[start Supplied material]
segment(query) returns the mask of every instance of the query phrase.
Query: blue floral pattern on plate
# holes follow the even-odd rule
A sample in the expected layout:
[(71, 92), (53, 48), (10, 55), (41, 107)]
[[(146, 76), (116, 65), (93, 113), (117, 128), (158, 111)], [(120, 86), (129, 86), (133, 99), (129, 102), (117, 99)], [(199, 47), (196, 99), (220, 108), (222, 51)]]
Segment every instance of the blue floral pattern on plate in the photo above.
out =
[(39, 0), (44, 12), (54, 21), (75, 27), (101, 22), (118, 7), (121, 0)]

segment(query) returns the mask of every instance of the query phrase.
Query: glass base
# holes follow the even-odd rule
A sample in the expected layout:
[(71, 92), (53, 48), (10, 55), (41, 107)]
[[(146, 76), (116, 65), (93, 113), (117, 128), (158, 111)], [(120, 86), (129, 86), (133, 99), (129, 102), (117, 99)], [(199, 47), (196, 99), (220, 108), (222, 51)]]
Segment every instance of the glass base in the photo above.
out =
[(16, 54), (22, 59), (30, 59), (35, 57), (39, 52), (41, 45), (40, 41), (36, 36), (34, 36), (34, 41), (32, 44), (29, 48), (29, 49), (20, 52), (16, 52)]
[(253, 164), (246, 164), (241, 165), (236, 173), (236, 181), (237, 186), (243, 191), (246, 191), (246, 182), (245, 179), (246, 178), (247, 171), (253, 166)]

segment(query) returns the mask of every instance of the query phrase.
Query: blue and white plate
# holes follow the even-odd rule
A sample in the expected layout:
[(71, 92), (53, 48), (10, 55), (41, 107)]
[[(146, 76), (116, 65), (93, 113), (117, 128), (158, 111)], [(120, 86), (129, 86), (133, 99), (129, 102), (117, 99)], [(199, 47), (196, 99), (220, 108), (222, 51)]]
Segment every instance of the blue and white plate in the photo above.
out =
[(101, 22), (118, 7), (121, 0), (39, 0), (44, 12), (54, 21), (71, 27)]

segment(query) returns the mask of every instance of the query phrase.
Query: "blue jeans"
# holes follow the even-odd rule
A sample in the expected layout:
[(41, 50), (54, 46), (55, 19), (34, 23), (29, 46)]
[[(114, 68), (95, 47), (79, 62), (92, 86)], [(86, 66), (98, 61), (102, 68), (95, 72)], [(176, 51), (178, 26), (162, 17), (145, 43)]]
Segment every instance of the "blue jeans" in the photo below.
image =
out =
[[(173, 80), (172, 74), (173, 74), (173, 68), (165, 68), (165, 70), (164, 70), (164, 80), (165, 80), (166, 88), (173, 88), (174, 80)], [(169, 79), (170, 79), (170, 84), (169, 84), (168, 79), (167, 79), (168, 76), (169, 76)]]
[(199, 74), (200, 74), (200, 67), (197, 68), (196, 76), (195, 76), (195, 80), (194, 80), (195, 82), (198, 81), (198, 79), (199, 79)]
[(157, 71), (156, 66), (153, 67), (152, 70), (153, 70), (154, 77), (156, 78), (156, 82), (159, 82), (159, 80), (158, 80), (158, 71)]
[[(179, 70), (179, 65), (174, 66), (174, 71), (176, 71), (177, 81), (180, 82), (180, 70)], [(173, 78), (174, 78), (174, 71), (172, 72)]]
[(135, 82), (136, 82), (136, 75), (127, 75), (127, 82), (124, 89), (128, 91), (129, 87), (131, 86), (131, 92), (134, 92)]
[end Supplied material]
Rewrite every line of the four records above as a single numbered list, omitting the blank lines.

• Complete answer
1. segment(query) returns the mask of every instance of the query phrase.
2. Query: blue floral pattern on plate
3. # holes follow the even-odd rule
4. A sample in the expected layout:
5. [(71, 92), (53, 48), (10, 55), (41, 107)]
6. [[(146, 76), (116, 65), (93, 113), (117, 128), (158, 111)], [(120, 86), (129, 86), (133, 99), (129, 102), (117, 99)], [(199, 47), (196, 99), (220, 108), (222, 51)]]
7. Segment every instance of the blue floral pattern on plate in the photo above.
8. out =
9. [(39, 0), (44, 12), (54, 21), (75, 27), (101, 22), (118, 7), (121, 0)]
10. segment(query) returns the mask of every instance of the query phrase.
11. Query: glass base
12. # holes follow the even-odd rule
13. A sample in the expected layout:
14. [(71, 92), (53, 48), (10, 55), (41, 107)]
15. [[(146, 76), (116, 65), (93, 113), (117, 128), (158, 111)], [(120, 86), (129, 86), (133, 99), (129, 102), (117, 99)], [(199, 47), (196, 99), (220, 108), (222, 51)]]
16. Segment every instance of the glass base in the photo above.
17. out =
18. [(16, 54), (22, 59), (30, 59), (35, 57), (39, 52), (41, 45), (40, 41), (36, 36), (34, 36), (34, 41), (32, 44), (29, 48), (29, 49), (20, 52), (16, 52)]
19. [(253, 164), (246, 164), (241, 165), (236, 173), (236, 181), (237, 186), (243, 191), (246, 191), (246, 182), (245, 179), (246, 178), (247, 171), (253, 166)]
20. segment(query) returns the mask of every instance of the query phrase.
21. Query: blue and white plate
22. # holes follow the even-odd rule
23. A sample in the expected layout:
24. [(71, 92), (53, 48), (10, 55), (41, 107)]
25. [[(146, 76), (116, 65), (93, 113), (117, 128), (158, 111)], [(120, 86), (129, 86), (133, 99), (129, 102), (117, 99)], [(199, 47), (196, 99), (220, 108), (222, 51)]]
26. Segment every instance of the blue and white plate in the photo above.
27. out =
28. [(101, 22), (118, 7), (121, 0), (39, 0), (44, 12), (54, 21), (71, 27)]
29. segment(query) returns the mask of every instance of the query phrase.
30. Query: "blue jeans"
31. # holes follow the even-odd rule
32. A sample in the expected layout:
33. [(41, 50), (54, 46), (55, 19), (34, 23), (29, 46)]
34. [[(114, 68), (95, 47), (79, 62), (92, 86)], [(86, 66), (98, 61), (102, 68), (95, 72)], [(176, 51), (178, 26), (162, 17), (145, 43)]]
35. Segment every instance of the "blue jeans" in the photo below.
36. image =
37. out =
38. [[(173, 80), (172, 74), (173, 74), (173, 68), (165, 68), (165, 70), (164, 70), (164, 80), (165, 80), (166, 88), (173, 88), (174, 80)], [(169, 79), (170, 79), (170, 84), (169, 84), (168, 79), (167, 79), (168, 76), (169, 76)]]
39. [(199, 74), (200, 74), (200, 67), (197, 68), (196, 76), (195, 76), (195, 80), (194, 80), (195, 82), (198, 81), (198, 79), (199, 79)]
40. [(157, 71), (156, 66), (153, 67), (152, 70), (153, 70), (154, 77), (156, 78), (156, 82), (159, 82), (159, 80), (158, 80), (158, 71)]
41. [[(179, 70), (179, 65), (174, 66), (174, 71), (176, 71), (177, 81), (180, 82), (180, 70)], [(173, 78), (174, 78), (174, 71), (172, 72)]]
42. [(135, 82), (136, 82), (136, 75), (127, 75), (127, 82), (124, 89), (128, 91), (129, 87), (131, 86), (131, 92), (134, 92)]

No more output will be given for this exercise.